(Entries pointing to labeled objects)
....
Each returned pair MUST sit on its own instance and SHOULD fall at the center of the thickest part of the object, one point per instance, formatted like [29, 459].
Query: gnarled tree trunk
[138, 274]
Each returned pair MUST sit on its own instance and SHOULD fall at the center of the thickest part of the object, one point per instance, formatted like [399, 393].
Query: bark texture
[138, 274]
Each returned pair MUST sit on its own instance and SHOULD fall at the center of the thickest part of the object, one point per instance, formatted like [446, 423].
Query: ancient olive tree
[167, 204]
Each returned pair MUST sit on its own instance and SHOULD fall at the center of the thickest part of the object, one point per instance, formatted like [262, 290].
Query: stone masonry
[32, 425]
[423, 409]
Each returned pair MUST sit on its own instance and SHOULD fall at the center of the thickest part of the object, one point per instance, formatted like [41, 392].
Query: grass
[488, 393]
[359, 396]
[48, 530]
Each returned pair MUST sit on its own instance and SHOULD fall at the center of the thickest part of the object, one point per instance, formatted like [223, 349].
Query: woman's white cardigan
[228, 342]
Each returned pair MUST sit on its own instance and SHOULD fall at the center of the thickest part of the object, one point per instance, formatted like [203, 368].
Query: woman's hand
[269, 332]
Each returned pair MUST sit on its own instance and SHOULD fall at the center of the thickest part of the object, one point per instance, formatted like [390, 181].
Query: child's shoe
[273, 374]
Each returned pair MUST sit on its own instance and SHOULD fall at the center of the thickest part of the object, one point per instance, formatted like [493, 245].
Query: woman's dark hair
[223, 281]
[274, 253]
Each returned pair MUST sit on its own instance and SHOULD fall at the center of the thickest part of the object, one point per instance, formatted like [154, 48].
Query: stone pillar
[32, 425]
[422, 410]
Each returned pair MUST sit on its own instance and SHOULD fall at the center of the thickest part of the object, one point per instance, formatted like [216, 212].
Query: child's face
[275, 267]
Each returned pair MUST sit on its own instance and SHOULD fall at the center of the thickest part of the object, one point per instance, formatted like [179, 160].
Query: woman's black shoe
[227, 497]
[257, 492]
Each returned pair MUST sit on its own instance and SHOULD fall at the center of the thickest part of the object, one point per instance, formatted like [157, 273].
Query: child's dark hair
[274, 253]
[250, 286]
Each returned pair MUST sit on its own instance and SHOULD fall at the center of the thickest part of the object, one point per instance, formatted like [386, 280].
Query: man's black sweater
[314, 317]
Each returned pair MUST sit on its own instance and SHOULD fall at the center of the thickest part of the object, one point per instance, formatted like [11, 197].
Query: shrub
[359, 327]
....
WHAT THE TASK ASKS: Lay out every line of the entries above as a Markdown table with two columns, "Index" for the running row number and "Content" for the line itself, omitting any blank lines.

WRITTEN SOLUTION:
| Index | Content |
|---|---|
| 1 | Each returned pair MUST sit on its own instance and SHOULD fall at the center of the thickest part of the object, one point per instance, formatted like [29, 459]. |
| 2 | Query: gnarled tree trunk |
| 3 | [138, 274] |
| 4 | Each returned pair MUST sit on its own instance and SHOULD fall at the center of the thickest part of the object, one point per instance, formatted like [399, 393]. |
| 5 | Query: bark texture |
| 6 | [138, 274] |
| 7 | Each returned pair MUST sit on its own instance and SHOULD fall at the center of the thickest part of the object, one point per instance, formatted like [446, 423]. |
| 8 | Query: ancient olive tree |
| 9 | [167, 204] |
| 10 | Each returned pair MUST sit on its own instance and SHOULD fall at the center of the thickest part of the object, one point per instance, formatted like [262, 290]. |
| 11 | Query: stone masonry |
| 12 | [32, 425] |
| 13 | [423, 409] |
| 14 | Each returned pair MUST sit on its own instance and SHOULD fall at the center of the thickest part of the object, one point per instance, formatted like [41, 392]. |
| 15 | Query: grass |
| 16 | [488, 393] |
| 17 | [359, 396] |
| 18 | [48, 530] |
| 19 | Each returned pair MUST sit on its own instance and SHOULD fall at the center of the thickest part of the object, one point per instance, formatted like [223, 349]. |
| 20 | Query: woman's white cardigan |
| 21 | [228, 342] |
| 22 | Each returned pair MUST sit on its own instance and SHOULD fall at the center of the thickest part of the object, one point per instance, formatted like [203, 368]. |
| 23 | Query: woman's hand |
| 24 | [269, 332] |
| 25 | Each returned pair MUST sit on its own instance and SHOULD fall at the center of the thickest part of the object, one point per instance, formatted like [390, 181]. |
| 26 | Query: child's shoe |
| 27 | [273, 374] |
| 28 | Each returned pair MUST sit on its own instance and SHOULD fall at the center of the thickest part of the object, one point per instance, formatted like [493, 245]. |
| 29 | Query: woman's dark hair |
| 30 | [223, 281] |
| 31 | [274, 253] |
| 32 | Each returned pair MUST sit on its own instance and SHOULD fall at the center of the thickest part of the object, one point per instance, formatted like [154, 48]. |
| 33 | Query: stone pillar |
| 34 | [32, 425] |
| 35 | [422, 410] |
| 36 | Each returned pair MUST sit on its own instance and SHOULD fall at the center of the thickest part of the object, one point per instance, formatted like [216, 212]. |
| 37 | Query: child's face |
| 38 | [275, 267] |
| 39 | Each returned pair MUST sit on its own instance and SHOULD fall at the center of the thickest part of the object, one point per instance, formatted like [179, 160]. |
| 40 | Query: woman's black shoe |
| 41 | [227, 497] |
| 42 | [257, 492] |
| 43 | Each returned pair MUST sit on its own instance and SHOULD fall at the center of the thickest part of the object, one point per instance, formatted like [157, 273]. |
| 44 | Query: child's dark hair |
| 45 | [274, 253] |
| 46 | [250, 286] |
| 47 | Each returned pair MUST sit on its own instance and SHOULD fall at the center of the thickest part of the object, one point per instance, formatted like [386, 280]. |
| 48 | Query: man's black sweater |
| 49 | [314, 317] |
| 50 | Each returned pair MUST sit on its own instance and SHOULD fall at the center of the thickest part of the object, one point per instance, formatted like [11, 197]. |
| 51 | Query: shrub |
| 52 | [359, 327] |